**Supplied passage:**
──────────────────────────────
BLOOMER, Wis. — Marc Boettcher’s day started before dawn, when he fired up the hammer mill that ground up corn for a mixture he fed to the steers in his barn.
There was an empty room where he used to milk dairy cows until he sold them a couple of years back, but on a cold morning this summer, much of the barn was full of cattle — curious, anxious, and endearingly weird — who jostled one another to get a look at him. One left him a gift of manure in the drinking trough. Another managed to climb into the manger and stayed there, blinking, like that was the perfect spot.
“Now we got a little battle, to try to get him out,” said Boettcher, a fourth-generation farmer, rolling his eyes.
He is used to the uncertainty of farming. He knows how a single snowstorm, a wet spring, or a fire at a processing plant hundreds of miles away can hold him back. He believes climate change has made the weather vacillate more intensely. And now there is another human-made factor that has his long-struggling industry shuddering: President Trump’s trade disputes.
“There’s no ifs, ands, or buts about it, I’ve lost money,” said Boettcher, as the sun rose over a lush carpet of soybeans in one of his fields. Prices were already low and the retaliatory tariffs that China and other nations have placed on US agriculture, he said, “are just another thing to kind of hold it, or squash it, or keep it down.”
Trump’s promise to restore US trade dominance won him deep support in farm country, which helped him secure his narrow victory in Wisconsin in 2016. As the trade skirmishes Trump has triggered have hurt farmers directly, the president’s message has been simple: Trust me, it will all pay off.
They are still waiting. But the wave of new and steeper tariffs has yet to fray many farmers’ faith in a president who promised to even the playing field.
Boettcher, who voted twice for Barack Obama, cast his ballot for Trump and his promise to end same-old-same-old politics. So far, Boettcher said, he feels like his losses are a worthy sacrifice.
“They are a small part of what we probably need to do, as America, to maintain the lifestyle we’ve had,” he said.
But he acknowledged his patience for the tariffs will not last forever.
“It needs to be on a timeline,” Boettcher said. “That, in my estimation or my opinion, would be the worst-case scenario, if it just continuously goes on and on.”
It has been a dastardly year for Wisconsin farmers: 718 dairy farms have closed since January, and those who grow commodity crops like corn or soybeans, as Boettcher does, are suffering, too. The reasons are complex, but farmers and economists say long-running problems have been exacerbated by Trump’s trade wars, which have winnowed global markets for the agricultural products that come from heartland towns like this one in northwestern Wisconsin.
──────────────────────────────
**Listing:**

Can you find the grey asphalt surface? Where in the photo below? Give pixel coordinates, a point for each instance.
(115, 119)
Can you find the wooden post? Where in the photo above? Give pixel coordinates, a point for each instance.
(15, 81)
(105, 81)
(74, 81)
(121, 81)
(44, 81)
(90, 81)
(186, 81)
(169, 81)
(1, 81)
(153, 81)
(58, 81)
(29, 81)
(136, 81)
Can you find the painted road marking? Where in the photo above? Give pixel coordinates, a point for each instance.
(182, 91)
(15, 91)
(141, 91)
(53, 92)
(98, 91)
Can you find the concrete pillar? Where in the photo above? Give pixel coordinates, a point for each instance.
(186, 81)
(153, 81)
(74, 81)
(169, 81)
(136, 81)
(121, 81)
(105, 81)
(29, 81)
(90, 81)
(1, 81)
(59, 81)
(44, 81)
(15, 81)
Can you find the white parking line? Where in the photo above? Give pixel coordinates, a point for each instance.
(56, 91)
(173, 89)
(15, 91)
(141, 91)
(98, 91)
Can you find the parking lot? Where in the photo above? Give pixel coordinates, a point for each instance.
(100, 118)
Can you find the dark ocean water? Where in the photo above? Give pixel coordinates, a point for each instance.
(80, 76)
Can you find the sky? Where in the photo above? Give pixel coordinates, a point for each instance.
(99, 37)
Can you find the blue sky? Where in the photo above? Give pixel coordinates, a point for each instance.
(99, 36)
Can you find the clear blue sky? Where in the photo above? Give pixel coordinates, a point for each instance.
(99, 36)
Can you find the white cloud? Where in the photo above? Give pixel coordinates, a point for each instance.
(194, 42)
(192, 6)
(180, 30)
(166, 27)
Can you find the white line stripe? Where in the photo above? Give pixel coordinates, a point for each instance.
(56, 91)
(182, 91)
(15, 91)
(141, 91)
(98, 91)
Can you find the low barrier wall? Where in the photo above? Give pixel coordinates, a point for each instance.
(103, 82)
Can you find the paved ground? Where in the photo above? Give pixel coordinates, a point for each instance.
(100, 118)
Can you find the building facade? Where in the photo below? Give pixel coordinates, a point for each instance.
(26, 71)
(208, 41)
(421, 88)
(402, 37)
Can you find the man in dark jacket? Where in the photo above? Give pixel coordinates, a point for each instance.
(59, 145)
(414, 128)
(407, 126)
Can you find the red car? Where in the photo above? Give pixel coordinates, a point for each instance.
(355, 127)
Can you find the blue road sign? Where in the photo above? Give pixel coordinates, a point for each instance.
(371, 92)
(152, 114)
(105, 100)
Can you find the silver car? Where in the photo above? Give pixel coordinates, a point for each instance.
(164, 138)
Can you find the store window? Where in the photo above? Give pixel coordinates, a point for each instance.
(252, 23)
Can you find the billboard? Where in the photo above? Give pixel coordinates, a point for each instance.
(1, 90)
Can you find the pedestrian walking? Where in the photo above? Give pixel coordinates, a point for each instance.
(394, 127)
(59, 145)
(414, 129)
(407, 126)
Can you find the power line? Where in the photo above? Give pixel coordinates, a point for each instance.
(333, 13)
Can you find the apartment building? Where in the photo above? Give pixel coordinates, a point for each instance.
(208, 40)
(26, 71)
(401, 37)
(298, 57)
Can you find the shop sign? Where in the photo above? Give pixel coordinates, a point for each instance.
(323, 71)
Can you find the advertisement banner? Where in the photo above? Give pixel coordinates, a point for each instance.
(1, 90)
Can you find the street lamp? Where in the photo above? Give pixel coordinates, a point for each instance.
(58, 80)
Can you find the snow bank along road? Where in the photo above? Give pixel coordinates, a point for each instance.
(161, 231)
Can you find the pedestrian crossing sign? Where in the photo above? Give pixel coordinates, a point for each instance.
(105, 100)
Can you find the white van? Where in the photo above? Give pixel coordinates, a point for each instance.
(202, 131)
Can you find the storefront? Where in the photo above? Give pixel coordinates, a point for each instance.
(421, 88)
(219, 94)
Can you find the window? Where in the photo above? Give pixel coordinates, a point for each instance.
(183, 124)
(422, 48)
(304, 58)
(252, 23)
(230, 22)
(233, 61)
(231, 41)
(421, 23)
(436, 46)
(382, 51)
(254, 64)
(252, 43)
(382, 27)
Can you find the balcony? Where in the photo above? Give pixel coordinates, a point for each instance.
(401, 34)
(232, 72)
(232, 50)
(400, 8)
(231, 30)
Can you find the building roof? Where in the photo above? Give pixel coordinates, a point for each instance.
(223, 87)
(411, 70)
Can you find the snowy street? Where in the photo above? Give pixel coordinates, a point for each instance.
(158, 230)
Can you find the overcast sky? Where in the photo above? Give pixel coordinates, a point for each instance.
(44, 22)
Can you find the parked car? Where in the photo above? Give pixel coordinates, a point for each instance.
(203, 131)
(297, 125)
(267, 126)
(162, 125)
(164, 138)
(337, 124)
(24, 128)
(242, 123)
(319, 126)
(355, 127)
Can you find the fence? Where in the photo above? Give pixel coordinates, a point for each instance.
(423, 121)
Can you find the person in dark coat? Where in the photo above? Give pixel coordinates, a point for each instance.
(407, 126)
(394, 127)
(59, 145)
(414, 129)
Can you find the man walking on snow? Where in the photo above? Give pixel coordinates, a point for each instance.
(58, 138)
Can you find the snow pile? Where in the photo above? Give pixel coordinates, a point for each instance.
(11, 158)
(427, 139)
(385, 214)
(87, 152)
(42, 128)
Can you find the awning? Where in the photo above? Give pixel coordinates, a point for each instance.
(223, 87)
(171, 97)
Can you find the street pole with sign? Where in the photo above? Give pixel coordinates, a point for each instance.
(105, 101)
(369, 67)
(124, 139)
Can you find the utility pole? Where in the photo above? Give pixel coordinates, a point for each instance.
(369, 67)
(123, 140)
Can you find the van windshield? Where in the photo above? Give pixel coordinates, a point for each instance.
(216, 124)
──────────────────────────────
**Jobs:**
[1] According to the article on Wisconsin farmers and tariffs, how many dairy farms in Wisconsin have closed since January?
[2] Reproduce the article on Wisconsin farmers and tariffs word for word, starting at "They are still" and ending at "a worthy sacrifice.".

**Worked solutions:**
[1] 718

[2]
They are still waiting. But the wave of new and steeper tariffs has yet to fray many farmers’ faith in a president who promised to even the playing field.
Boettcher, who voted twice for Barack Obama, cast his ballot for Trump and his promise to end same-old-same-old politics. So far, Boettcher said, he feels like his losses are a worthy sacrifice.